_WRITTEN INSTRUCTION 1_. Count the lines of the records that contain the string "doughnut", treating uppercase and lowercase as different. Reply with the number alone.

_PAGE TEXT_.
- - - - -
[LLVMdev] ASM output with JIT / codegen barriers

Mon Jan 4 13:13:40 PST 2010

On Jan 4, 2010, at 4:35 AM, Chandler Carruth wrote:

> Responding to the original email...
>
> On Sun, Jan 3, 2010 at 10:10 PM, James Y Knight <foom at fuhm.net> wrote:
>> In working on an LLVM backend for SBCL (a lisp compiler), there are
>> certain sequences of code that must be atomic with regards to async
>> signals.
>
> Can you define exactly what 'atomic with regards to async signals'
> this entails? Your descriptions led me to think you may mean something
> other than the POSIX definition, but maybe I'm just misinterpreting
> it. Are these signals guaranteed to run in the same thread? On the
> same processor? Is there concurrent code running in the address space
> when they run?

Hi, thanks everyone for all the comments. I think maybe I wasn't clear  
that I *only* care about atomicity w.r.t. a signal handler  
interruption in the same thread, *not* across threads. Therefore, many  
of the problems of cross-CPU atomicity are not relevant. The signal  
handler gets invoked via pthread_kill, and is thus necessarily running  
in the same thread as the code being interrupted. The memory in  
question can be considered thread-local here, so I'm not worried about  
other threads touching it at all.
- - - - -
Items stored from a collection:
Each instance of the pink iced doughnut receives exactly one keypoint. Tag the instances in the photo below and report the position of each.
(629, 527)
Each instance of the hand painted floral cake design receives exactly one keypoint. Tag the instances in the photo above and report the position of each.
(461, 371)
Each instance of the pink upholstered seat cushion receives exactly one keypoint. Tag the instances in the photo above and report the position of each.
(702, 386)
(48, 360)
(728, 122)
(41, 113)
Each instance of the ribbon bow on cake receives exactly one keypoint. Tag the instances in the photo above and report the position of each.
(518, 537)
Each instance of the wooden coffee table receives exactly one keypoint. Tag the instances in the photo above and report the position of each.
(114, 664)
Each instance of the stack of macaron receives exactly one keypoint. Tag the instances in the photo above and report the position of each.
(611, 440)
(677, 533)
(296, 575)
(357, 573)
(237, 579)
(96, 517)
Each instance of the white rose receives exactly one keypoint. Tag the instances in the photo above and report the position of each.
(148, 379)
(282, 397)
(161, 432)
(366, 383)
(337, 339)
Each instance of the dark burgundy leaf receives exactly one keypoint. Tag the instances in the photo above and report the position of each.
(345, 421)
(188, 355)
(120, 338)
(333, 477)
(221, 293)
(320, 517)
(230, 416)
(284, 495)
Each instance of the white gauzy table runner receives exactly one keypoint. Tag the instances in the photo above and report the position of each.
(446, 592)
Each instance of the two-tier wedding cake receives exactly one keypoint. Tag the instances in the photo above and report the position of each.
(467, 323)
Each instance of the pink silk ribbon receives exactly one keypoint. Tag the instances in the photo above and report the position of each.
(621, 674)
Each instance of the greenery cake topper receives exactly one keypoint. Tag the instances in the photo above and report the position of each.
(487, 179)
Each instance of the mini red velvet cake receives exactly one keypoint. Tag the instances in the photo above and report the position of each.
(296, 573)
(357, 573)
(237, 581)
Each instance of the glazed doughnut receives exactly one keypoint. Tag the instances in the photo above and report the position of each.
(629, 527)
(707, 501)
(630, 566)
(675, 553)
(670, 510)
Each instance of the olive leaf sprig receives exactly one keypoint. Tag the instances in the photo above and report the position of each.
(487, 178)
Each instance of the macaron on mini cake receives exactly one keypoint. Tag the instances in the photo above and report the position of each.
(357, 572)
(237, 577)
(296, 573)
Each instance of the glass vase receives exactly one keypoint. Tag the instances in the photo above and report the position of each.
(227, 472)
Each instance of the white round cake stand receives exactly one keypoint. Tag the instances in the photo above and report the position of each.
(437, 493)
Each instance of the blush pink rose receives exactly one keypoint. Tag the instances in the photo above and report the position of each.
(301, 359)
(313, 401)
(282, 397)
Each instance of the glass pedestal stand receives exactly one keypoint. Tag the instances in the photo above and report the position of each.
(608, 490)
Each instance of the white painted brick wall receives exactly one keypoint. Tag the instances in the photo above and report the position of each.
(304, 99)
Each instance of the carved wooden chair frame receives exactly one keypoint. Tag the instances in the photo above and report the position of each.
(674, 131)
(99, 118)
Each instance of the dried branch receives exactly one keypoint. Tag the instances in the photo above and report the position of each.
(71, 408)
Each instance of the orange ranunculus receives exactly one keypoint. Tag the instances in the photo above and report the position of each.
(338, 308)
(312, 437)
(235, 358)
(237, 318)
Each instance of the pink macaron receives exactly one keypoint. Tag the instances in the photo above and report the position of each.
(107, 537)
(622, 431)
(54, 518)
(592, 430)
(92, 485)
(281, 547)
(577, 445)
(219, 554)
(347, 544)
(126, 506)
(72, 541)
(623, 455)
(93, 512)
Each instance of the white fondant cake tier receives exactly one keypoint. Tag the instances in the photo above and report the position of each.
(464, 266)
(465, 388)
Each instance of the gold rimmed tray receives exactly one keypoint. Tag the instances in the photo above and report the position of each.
- - - - -
_WRITTEN INSTRUCTION 2_.
Answer these questions from the mailing-list post about LLVM:
(a) What lisp compiler is the LLVM backend being built for?
(b) Who replied to the original email on Jan 4, 2010, at 4:35 AM?
(c) What call is used to invoke the signal handler?

_COMPLETE RESPONSE 1_. 2

_COMPLETE RESPONSE 2_.
(a) SBCL
(b) Chandler Carruth
(c) pthread_kill